▶ What you will do: Every line of the data below should be repeated exactly, and no picture should be copied.

▶ Extracted records:
>>

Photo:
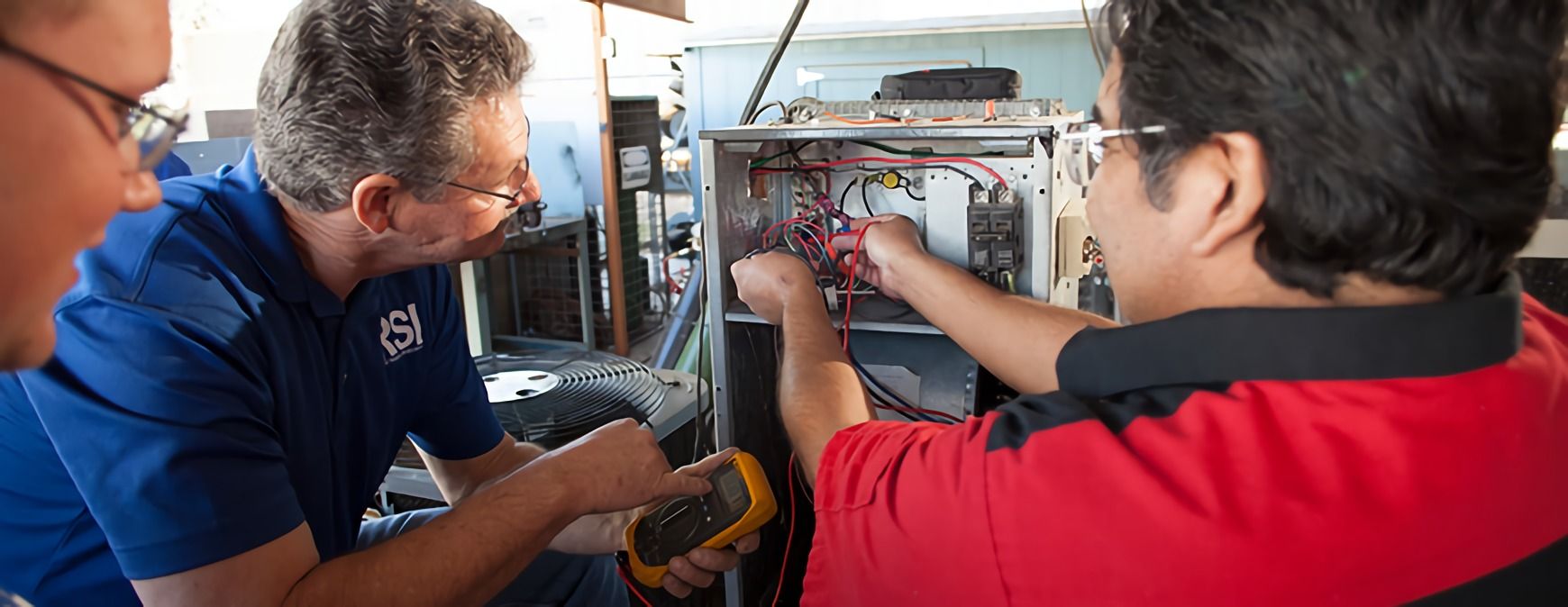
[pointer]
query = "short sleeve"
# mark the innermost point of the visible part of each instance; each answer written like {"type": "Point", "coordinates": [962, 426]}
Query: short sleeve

<<

▶ Solution to the exercise:
Photo:
[pointer]
query = "short sleeve"
# mark the innermost point of the visible part of each instance; each answer written like {"type": "Point", "coordinates": [962, 426]}
Query: short sleeve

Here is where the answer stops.